**Source passage**
# What's wrong with my peach tree?



## atcNick (Apr 7, 2005)

I've had two peach trees since 2008. A red globe and a sentinel. Last couple of days one of the trees has been showing signs that it may be dying. Not sure what the problem could be. Take a look at these pictures and tell me what you think. Its also got sap coming out of the branches at the spots it was pruned in late winter.

The good one 








The dying one















-Nick


----------



## RB II (Feb 26, 2009)

Not a tree expert but i would replace the sick one. Not worth messing with unless it has some special sentimental value.


----------



## Tate (Aug 25, 2005)

Do you use weed and feed?


----------



## atcNick (Apr 7, 2005)

Tate said:


> Do you use weed and feed?


no


----------



## RiverRat1962 (Mar 23, 2009)

What is that ring of black substance in the soil around the base of that tree? The good tree only has one small spot of the stuff but the sick tree is surrounded by it..


----------



## atcNick (Apr 7, 2005)

That's one of those black rubber mulch pads. They both have em, just starting to get covered up.


-Nick


----------



## RiverRat1962 (Mar 23, 2009)

Well, I noticed the grass was dead around the tree as well, too much fertilizer perhaps?


----------



## JimG (May 2, 2005)

Entries from a data collection
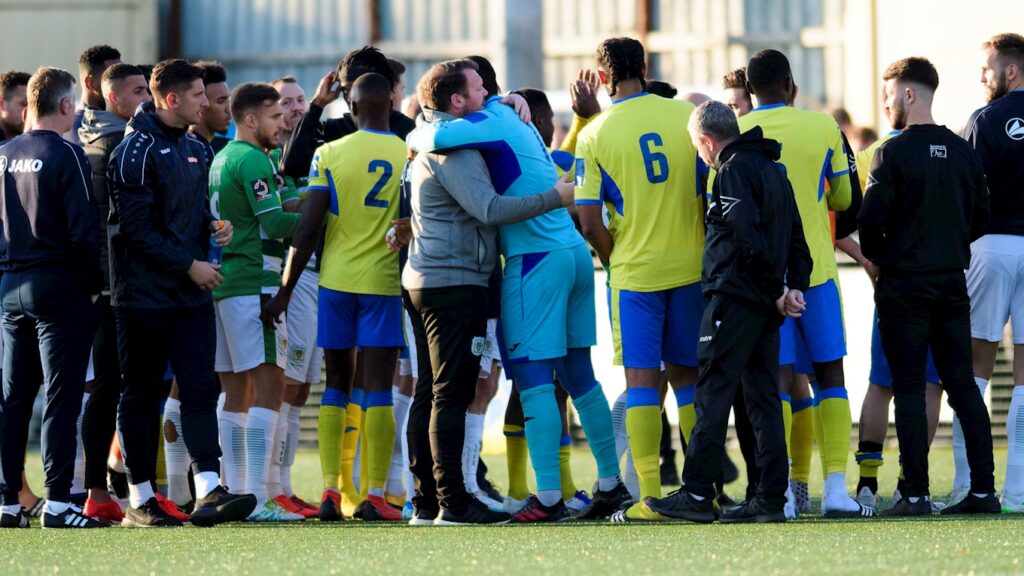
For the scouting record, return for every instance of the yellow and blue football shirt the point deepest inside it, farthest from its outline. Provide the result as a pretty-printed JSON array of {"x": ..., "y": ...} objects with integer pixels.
[
  {"x": 812, "y": 154},
  {"x": 361, "y": 172},
  {"x": 864, "y": 158},
  {"x": 638, "y": 160}
]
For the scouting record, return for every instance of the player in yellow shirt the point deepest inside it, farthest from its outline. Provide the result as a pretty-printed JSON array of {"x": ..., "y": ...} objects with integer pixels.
[
  {"x": 817, "y": 168},
  {"x": 638, "y": 160},
  {"x": 354, "y": 184}
]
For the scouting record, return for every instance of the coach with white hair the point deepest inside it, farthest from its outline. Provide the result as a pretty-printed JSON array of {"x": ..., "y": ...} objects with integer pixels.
[{"x": 756, "y": 266}]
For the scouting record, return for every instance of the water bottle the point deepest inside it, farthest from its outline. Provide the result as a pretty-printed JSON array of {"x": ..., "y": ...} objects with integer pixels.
[{"x": 216, "y": 253}]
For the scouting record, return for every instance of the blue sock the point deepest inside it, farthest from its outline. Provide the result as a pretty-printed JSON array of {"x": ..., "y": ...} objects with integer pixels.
[
  {"x": 596, "y": 419},
  {"x": 544, "y": 432}
]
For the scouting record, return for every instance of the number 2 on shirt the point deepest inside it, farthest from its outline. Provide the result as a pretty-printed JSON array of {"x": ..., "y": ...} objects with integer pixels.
[
  {"x": 385, "y": 169},
  {"x": 655, "y": 163}
]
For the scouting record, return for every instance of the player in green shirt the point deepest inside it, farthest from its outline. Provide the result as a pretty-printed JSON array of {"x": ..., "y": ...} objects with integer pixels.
[{"x": 245, "y": 189}]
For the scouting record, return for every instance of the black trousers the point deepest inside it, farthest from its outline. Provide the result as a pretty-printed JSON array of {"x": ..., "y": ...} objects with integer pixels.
[
  {"x": 738, "y": 348},
  {"x": 48, "y": 324},
  {"x": 914, "y": 312},
  {"x": 99, "y": 418},
  {"x": 146, "y": 339},
  {"x": 445, "y": 321}
]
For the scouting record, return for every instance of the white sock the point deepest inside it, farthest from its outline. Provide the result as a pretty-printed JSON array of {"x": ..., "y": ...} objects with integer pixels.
[
  {"x": 59, "y": 507},
  {"x": 260, "y": 427},
  {"x": 278, "y": 455},
  {"x": 138, "y": 494},
  {"x": 291, "y": 445},
  {"x": 836, "y": 496},
  {"x": 176, "y": 456},
  {"x": 471, "y": 452},
  {"x": 396, "y": 472},
  {"x": 78, "y": 481},
  {"x": 206, "y": 483},
  {"x": 962, "y": 468},
  {"x": 1014, "y": 485},
  {"x": 232, "y": 447}
]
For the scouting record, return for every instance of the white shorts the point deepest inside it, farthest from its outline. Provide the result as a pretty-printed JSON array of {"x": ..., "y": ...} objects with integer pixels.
[
  {"x": 491, "y": 357},
  {"x": 995, "y": 283},
  {"x": 242, "y": 341},
  {"x": 304, "y": 359},
  {"x": 408, "y": 366}
]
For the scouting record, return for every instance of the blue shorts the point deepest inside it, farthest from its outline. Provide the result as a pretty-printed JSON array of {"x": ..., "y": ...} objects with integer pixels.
[
  {"x": 881, "y": 374},
  {"x": 346, "y": 320},
  {"x": 650, "y": 327},
  {"x": 820, "y": 327},
  {"x": 548, "y": 304}
]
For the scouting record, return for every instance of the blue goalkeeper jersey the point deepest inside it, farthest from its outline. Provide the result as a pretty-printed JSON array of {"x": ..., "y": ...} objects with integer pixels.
[{"x": 519, "y": 165}]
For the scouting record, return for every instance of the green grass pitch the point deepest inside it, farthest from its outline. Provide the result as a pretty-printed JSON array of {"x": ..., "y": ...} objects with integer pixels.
[{"x": 809, "y": 545}]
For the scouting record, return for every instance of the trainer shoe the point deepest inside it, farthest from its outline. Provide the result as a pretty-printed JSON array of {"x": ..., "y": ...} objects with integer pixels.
[
  {"x": 17, "y": 520},
  {"x": 869, "y": 499},
  {"x": 802, "y": 495},
  {"x": 422, "y": 516},
  {"x": 220, "y": 506},
  {"x": 376, "y": 508},
  {"x": 754, "y": 510},
  {"x": 972, "y": 504},
  {"x": 535, "y": 511},
  {"x": 171, "y": 508},
  {"x": 681, "y": 504},
  {"x": 635, "y": 512},
  {"x": 578, "y": 502},
  {"x": 1012, "y": 503},
  {"x": 107, "y": 511},
  {"x": 904, "y": 507},
  {"x": 330, "y": 509},
  {"x": 512, "y": 505},
  {"x": 36, "y": 510},
  {"x": 72, "y": 518},
  {"x": 268, "y": 510},
  {"x": 150, "y": 515},
  {"x": 474, "y": 512},
  {"x": 606, "y": 502}
]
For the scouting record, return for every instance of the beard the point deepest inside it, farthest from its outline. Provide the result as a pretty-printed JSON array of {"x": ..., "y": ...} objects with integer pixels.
[{"x": 999, "y": 90}]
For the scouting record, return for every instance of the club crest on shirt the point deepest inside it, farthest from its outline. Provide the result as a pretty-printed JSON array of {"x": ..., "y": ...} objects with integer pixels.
[
  {"x": 261, "y": 190},
  {"x": 1015, "y": 128}
]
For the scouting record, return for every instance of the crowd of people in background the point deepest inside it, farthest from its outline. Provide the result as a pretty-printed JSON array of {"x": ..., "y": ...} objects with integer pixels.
[{"x": 173, "y": 290}]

**Tasks and exercises**
1 – Answer these questions about the peach tree thread:
(a) Which two kinds of peach tree does Nick own?
(b) According to Nick, what is the black ring in the soil around the base of the tree?
(c) What possible cause does RiverRat1962 suggest after noticing the dead grass around the tree?
2 – Can you write the next part of the peach tree thread, picking up right after its last line?

**Responses for each task**
1 –
(a) A red globe and a sentinel.
(b) A black rubber mulch pad.
(c) Too much fertilizer.

2 –
That sap is a sign of stress. I have it on a couple of my trees. I would keep a close eye on your soil moisture, look closely for insects and would not fertilize. Have you used any Round-up anywhere in the yard? (Don't ask me how I know this...) I wiped a couple of my trees out with round-up used within 15 feet of the tree. The county MG said they've found that it can "flash-off" and kill a tree a ways off... no more RU in my orchard...


----------



## atcNick (Apr 7, 2005)

JimG said:


> That sap is a sign of stress. I have it on a couple of my trees. I would keep a close eye on your soil moisture, look closely for insects and would not fertilize. Have you used any Round-up anywhere in the yard? (Don't ask me how I know this...) I wiped a couple of my trees out with round-up used within 15 feet of the tree. The county MG said they've found that it can "flash-off" and kill a tree a ways off... no more RU in my orchard...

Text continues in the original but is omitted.